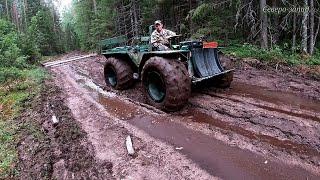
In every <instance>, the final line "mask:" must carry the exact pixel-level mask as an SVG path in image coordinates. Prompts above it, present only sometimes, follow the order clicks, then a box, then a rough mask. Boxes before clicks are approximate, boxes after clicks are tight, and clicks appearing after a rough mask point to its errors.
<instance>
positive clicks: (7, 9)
mask: <svg viewBox="0 0 320 180" xmlns="http://www.w3.org/2000/svg"><path fill="white" fill-rule="evenodd" d="M6 10H7V18H8V20H9V19H10V15H9V7H8V0H6Z"/></svg>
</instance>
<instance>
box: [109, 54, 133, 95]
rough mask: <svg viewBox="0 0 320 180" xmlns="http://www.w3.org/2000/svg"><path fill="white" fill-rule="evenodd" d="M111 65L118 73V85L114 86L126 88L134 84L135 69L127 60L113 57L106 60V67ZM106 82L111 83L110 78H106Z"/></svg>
mask: <svg viewBox="0 0 320 180" xmlns="http://www.w3.org/2000/svg"><path fill="white" fill-rule="evenodd" d="M109 66H112V67H113V68H114V69H115V71H116V73H117V85H116V86H115V87H113V88H115V89H117V90H124V89H128V88H130V87H131V86H132V84H133V82H134V80H133V70H132V68H131V67H130V65H129V64H128V63H127V62H125V61H124V60H121V59H116V58H113V57H111V58H108V59H107V60H106V63H105V69H106V68H107V67H109ZM106 84H107V85H109V83H108V80H106Z"/></svg>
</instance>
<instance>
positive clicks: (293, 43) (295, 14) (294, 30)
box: [292, 0, 297, 52]
mask: <svg viewBox="0 0 320 180" xmlns="http://www.w3.org/2000/svg"><path fill="white" fill-rule="evenodd" d="M293 3H294V7H297V0H294V2H293ZM296 39H297V13H295V12H293V29H292V51H293V52H295V51H296V42H297V40H296Z"/></svg>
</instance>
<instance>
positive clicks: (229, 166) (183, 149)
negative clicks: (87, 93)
mask: <svg viewBox="0 0 320 180" xmlns="http://www.w3.org/2000/svg"><path fill="white" fill-rule="evenodd" d="M98 101H99V102H100V103H101V104H103V105H104V106H105V108H106V109H107V110H108V112H111V113H112V114H113V115H115V116H116V117H118V118H120V119H122V120H126V121H127V122H128V123H130V124H132V125H134V126H136V127H137V128H139V129H141V130H143V131H145V132H146V133H148V134H149V135H150V136H152V137H154V138H157V139H160V140H162V141H164V142H166V143H169V144H171V145H172V146H174V147H176V149H177V150H180V152H181V153H183V154H185V155H186V156H187V157H189V158H190V159H192V160H193V161H194V162H196V163H197V164H198V165H199V166H200V167H202V168H203V169H205V170H206V171H208V172H209V173H210V174H212V175H214V176H219V177H221V178H224V179H269V178H270V177H277V179H306V178H308V179H317V178H316V176H314V175H312V174H310V173H309V172H307V171H306V170H304V169H302V168H299V167H296V166H288V165H286V164H283V163H279V162H276V161H273V160H268V159H266V158H264V157H262V156H260V155H257V154H254V153H252V152H250V151H247V150H242V149H240V148H237V147H231V146H228V145H226V144H224V143H222V142H220V141H218V140H216V139H213V138H212V137H210V136H208V135H205V134H202V133H199V132H196V131H193V130H191V129H188V128H186V127H184V126H183V125H181V124H178V123H175V122H174V119H175V118H181V117H180V116H173V117H172V116H159V115H156V114H153V113H150V112H146V111H144V110H142V109H140V108H139V107H136V106H135V105H133V104H131V103H127V102H125V101H123V100H121V99H118V98H116V97H106V96H103V95H99V97H98ZM170 117H172V118H170ZM194 117H197V114H194Z"/></svg>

> **WORK INSTRUCTION**:
Count the lines in the listing above that contain the word "positive", and reply with that number alone.

> **EXERCISE SOLUTION**:
3